Die Berner Behörden haben Forderungen nach einer Rehabilitation der Anführer des Schweizer Bauernkriegs von 1653, die wegen ihrer Rolle im Aufstand hingerichtet wurden, zurückgewiesen. Diese Entscheidung erfolgt trotz neuer Forderungen einer kürzlich gegründeten Vereinigung und von Mitgliedern des Grossen Rates nach einem Denkmal und einer offiziellen Anerkennung der historischen Persönlichkeiten. Die Regierung argumentiert, dass ein Vergleich von Justizsystemen des 17. Jahrhunderts mit modernen Standards nicht angemessen sei, und äussert Bedenken, einen Präzedenzfall für eine umfassende Rehabilitationspraxis zu schaffen.
Wichtige Erkenntnisse
- Die Berner Behörden richteten 1653 nach einem Aufstand 23 Bauernführer hin.
- Eine neue Vereinigung fordert die Rehabilitation dieser Anführer und ein Denkmal in Bern.
- Die Berner Regierung lehnt die Rehabilitation ab und verweist auf Unterschiede zwischen historischen und modernen Rechtssystemen.
- Historiker und Beamte warnen davor, vergangene Ereignisse nach heutigen Massstäben zu beurteilen.

*Erfasste Datensätze*:
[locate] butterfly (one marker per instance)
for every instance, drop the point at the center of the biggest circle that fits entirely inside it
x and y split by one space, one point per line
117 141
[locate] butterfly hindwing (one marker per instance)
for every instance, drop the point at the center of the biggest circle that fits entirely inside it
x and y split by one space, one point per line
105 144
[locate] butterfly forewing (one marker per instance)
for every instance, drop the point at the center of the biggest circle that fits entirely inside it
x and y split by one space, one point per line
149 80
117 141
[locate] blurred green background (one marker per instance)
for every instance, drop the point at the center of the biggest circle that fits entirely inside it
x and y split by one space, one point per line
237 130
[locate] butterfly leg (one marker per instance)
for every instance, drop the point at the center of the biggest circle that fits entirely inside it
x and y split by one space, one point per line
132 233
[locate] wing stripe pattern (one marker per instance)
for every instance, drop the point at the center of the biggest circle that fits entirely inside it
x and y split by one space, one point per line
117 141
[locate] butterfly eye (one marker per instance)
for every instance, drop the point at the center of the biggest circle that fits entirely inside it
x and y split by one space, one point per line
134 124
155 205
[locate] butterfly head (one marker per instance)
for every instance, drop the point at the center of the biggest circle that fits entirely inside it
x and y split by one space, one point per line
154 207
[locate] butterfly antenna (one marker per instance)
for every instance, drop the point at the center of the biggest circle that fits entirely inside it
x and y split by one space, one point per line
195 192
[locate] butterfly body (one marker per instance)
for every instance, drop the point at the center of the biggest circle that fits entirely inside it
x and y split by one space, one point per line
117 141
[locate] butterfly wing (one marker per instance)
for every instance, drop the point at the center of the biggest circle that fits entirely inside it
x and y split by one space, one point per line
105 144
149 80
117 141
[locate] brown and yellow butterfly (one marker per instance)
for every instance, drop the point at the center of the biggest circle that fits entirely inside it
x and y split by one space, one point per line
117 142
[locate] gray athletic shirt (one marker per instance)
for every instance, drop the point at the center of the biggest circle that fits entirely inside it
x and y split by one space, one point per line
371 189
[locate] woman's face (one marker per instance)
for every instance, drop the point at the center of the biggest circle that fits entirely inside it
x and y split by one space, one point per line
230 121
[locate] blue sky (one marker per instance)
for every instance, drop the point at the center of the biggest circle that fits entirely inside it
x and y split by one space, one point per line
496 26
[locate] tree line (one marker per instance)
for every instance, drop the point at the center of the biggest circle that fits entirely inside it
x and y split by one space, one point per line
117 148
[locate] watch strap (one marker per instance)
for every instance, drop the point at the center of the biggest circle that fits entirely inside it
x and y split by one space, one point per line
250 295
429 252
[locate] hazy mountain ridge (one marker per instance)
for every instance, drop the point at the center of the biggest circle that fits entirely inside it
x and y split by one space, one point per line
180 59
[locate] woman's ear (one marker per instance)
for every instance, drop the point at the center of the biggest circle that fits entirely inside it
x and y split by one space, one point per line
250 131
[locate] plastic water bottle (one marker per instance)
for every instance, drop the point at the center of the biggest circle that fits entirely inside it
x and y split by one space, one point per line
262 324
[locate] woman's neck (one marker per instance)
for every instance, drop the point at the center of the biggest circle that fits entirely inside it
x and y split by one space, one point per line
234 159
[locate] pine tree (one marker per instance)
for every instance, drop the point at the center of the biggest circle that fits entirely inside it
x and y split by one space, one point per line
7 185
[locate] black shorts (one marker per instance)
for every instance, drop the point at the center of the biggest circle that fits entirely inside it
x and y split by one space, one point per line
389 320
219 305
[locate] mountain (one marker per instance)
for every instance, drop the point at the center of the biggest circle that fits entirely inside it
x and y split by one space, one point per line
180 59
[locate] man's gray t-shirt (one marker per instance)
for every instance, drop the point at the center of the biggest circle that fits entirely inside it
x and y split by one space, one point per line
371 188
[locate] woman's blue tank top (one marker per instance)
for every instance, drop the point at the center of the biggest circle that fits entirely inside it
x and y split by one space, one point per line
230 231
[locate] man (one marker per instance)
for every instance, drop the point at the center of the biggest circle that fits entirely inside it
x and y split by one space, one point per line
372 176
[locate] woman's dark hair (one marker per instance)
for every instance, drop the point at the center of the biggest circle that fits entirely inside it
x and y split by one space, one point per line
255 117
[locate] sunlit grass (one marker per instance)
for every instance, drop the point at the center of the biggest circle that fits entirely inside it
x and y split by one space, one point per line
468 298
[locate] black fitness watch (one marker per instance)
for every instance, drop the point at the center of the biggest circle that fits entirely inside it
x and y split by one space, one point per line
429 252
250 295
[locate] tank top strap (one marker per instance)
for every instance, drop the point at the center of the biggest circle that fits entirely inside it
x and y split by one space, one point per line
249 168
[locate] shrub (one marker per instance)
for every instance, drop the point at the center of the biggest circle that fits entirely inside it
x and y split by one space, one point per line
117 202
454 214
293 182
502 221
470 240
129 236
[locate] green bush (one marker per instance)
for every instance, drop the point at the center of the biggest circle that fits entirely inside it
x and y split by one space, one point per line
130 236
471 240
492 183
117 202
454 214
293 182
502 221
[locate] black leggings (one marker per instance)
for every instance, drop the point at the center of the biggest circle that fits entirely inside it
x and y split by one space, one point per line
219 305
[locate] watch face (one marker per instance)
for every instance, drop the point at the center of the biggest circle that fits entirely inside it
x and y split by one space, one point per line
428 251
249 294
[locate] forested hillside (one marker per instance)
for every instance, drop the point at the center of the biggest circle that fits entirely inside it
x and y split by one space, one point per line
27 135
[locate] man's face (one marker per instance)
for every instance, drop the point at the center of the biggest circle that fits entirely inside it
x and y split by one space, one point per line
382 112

*Aufgabenstellung*: Warum lehnt die Berner Regierung laut dem Text zum Schweizer Bauernkrieg die Rehabilitation der hingerichteten Anführer ab? Erkläre es in ein bis drei Sätzen. Die Datensätze werden hier nicht gebraucht.

*Antwort*: Die Regierung hält es nicht für angemessen, die Justizsysteme des 17. Jahrhunderts an modernen Standards zu messen. Ausserdem fürchtet sie, einen Präzedenzfall für eine umfassende Rehabilitationspraxis zu schaffen.